begin DATA SUPPLIED

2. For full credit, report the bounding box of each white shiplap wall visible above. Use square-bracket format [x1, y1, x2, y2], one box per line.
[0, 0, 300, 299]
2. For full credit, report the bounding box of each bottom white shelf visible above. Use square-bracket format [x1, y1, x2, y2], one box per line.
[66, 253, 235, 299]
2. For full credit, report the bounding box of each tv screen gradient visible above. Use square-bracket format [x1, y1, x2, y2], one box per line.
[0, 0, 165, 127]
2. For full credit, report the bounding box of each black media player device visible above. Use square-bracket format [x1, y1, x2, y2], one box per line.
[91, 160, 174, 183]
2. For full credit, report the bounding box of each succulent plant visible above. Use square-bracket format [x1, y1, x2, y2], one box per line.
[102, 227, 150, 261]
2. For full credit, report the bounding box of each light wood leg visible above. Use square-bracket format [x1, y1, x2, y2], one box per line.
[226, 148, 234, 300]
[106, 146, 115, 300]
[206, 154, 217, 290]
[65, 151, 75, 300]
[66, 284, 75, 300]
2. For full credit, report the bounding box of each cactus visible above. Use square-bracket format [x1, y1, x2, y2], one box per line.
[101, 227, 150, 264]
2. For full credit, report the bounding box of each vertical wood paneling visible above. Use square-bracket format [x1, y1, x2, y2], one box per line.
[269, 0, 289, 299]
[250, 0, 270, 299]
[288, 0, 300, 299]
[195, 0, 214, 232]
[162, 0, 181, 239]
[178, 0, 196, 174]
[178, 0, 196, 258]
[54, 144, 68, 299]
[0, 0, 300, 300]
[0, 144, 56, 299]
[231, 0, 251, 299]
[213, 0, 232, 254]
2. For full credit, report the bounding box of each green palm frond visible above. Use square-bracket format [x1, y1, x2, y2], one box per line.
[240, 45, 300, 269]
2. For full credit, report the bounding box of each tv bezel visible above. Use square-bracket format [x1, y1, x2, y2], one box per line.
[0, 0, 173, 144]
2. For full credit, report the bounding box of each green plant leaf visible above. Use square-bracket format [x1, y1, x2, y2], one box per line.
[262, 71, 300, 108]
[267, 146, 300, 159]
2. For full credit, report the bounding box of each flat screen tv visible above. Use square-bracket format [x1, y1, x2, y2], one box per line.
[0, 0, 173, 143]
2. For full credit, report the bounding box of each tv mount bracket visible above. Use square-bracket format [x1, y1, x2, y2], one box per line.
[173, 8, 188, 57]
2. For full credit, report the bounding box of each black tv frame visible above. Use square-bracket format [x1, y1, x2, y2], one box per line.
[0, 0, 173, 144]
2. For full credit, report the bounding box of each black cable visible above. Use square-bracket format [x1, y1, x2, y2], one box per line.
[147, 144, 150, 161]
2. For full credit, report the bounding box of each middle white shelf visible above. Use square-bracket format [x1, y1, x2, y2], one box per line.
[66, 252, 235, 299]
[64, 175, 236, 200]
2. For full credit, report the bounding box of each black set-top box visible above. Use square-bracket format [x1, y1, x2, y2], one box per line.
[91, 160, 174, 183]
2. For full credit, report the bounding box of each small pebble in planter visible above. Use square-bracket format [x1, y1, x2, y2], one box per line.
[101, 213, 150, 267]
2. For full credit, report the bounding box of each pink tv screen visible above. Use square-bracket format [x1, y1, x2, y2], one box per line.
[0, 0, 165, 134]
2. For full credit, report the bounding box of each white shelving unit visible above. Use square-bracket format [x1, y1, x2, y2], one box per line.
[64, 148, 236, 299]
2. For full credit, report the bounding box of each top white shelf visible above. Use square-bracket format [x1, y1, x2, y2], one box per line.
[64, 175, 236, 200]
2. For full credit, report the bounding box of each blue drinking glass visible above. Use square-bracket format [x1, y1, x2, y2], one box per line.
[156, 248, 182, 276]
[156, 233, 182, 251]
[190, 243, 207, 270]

end DATA SUPPLIED

Reproduce the entire listing above verbatim, with every line kept unchanged and in its original order.

▶ _THE SOLUTION_:
2. For full credit, report the bounding box of each white shiplap wall visible above. Use square-bracket format [x1, y1, x2, y2], one box per line.
[0, 0, 300, 299]
2. For full credit, report the bounding box of each bottom white shelf visible above. Use square-bracket format [x1, y1, x2, y2], one box per line.
[66, 253, 235, 299]
2. For full credit, report the bounding box of each tv screen gradient visible above. Use square-bracket format [x1, y1, x2, y2], one box per line.
[0, 0, 165, 127]
2. For full credit, report the bounding box of each black media player device visible above. Use square-bracket format [x1, y1, x2, y2], one box per line.
[91, 160, 174, 183]
2. For full credit, report the bounding box of each succulent plant visible above. Use square-bracket format [x1, y1, x2, y2], one box per line.
[102, 227, 150, 261]
2. For full credit, report the bounding box of each light wood leg visible above. Use square-bracket format [x1, y1, x2, y2], one box per line.
[226, 148, 234, 300]
[106, 146, 115, 300]
[206, 154, 217, 290]
[65, 151, 75, 300]
[66, 284, 75, 300]
2. For full credit, report the bounding box of each cactus visible above. Use square-bracket format [x1, y1, x2, y2], one box per line.
[101, 227, 150, 264]
2. For full credit, report the bounding box of each vertical wood paneling visible above. Use square-bracket format [x1, y1, x2, y2], one box per line.
[269, 0, 289, 299]
[250, 0, 270, 299]
[288, 0, 300, 299]
[195, 0, 214, 232]
[162, 0, 181, 239]
[178, 0, 196, 174]
[178, 0, 196, 258]
[54, 144, 68, 299]
[0, 0, 300, 300]
[0, 144, 56, 299]
[231, 0, 251, 299]
[213, 0, 232, 254]
2. For full credit, report the bounding box of each green palm frond visible above. Use square-bracket format [x1, y1, x2, y2], one box per line.
[240, 45, 300, 269]
2. For full credit, report the bounding box of each tv bezel visible above. Use square-bracket format [x1, y1, x2, y2], one box per line.
[0, 0, 173, 144]
2. For full credit, report the bounding box of each green plant leaf visible above. Use square-bracket format [x1, y1, x2, y2], one box per line.
[262, 71, 300, 108]
[267, 146, 300, 159]
2. For full credit, report the bounding box of each flat screen tv visible above. Use square-bracket format [x1, y1, x2, y2], one box per line.
[0, 0, 173, 143]
2. For full credit, report the bounding box of each tv mount bracket visible above. Use square-bracket format [x1, y1, x2, y2], one box per line.
[173, 8, 188, 57]
2. For full credit, report the bounding box of each black tv frame visible above. Use square-bracket format [x1, y1, x2, y2], one box per line.
[0, 0, 173, 144]
2. For full credit, report the bounding box of each black cable visible above. Use square-bracket format [x1, y1, x2, y2], one box per line.
[147, 144, 150, 161]
2. For full credit, report the bounding box of each middle white shelf visible above. Use square-bracket format [x1, y1, x2, y2], one box per line.
[66, 252, 235, 299]
[64, 175, 236, 200]
2. For full credit, report the bounding box of each black set-top box visible above. Use square-bracket format [x1, y1, x2, y2], one box per line.
[91, 160, 174, 183]
2. For full credit, report the bounding box of each small pebble in planter visible above. Use square-bracket format [x1, y1, x2, y2], one box per line.
[101, 213, 150, 267]
2. For full credit, report the bounding box of each pink tv screen visible above. Use square-bracket format [x1, y1, x2, y2], one box per line.
[0, 0, 165, 134]
2. For full credit, report the bounding box of each white shelving unit visible above. Use square-bracket format [x1, y1, x2, y2], one box per line.
[64, 148, 236, 299]
2. For full credit, report the bounding box of each top white shelf visible above. Use square-bracket format [x1, y1, x2, y2], one box per line.
[64, 175, 236, 200]
2. For full credit, report the bounding box of each blue drinking glass visible above. Use square-bracket format [x1, y1, x2, y2], one box per line.
[156, 248, 182, 276]
[156, 233, 182, 251]
[190, 243, 207, 270]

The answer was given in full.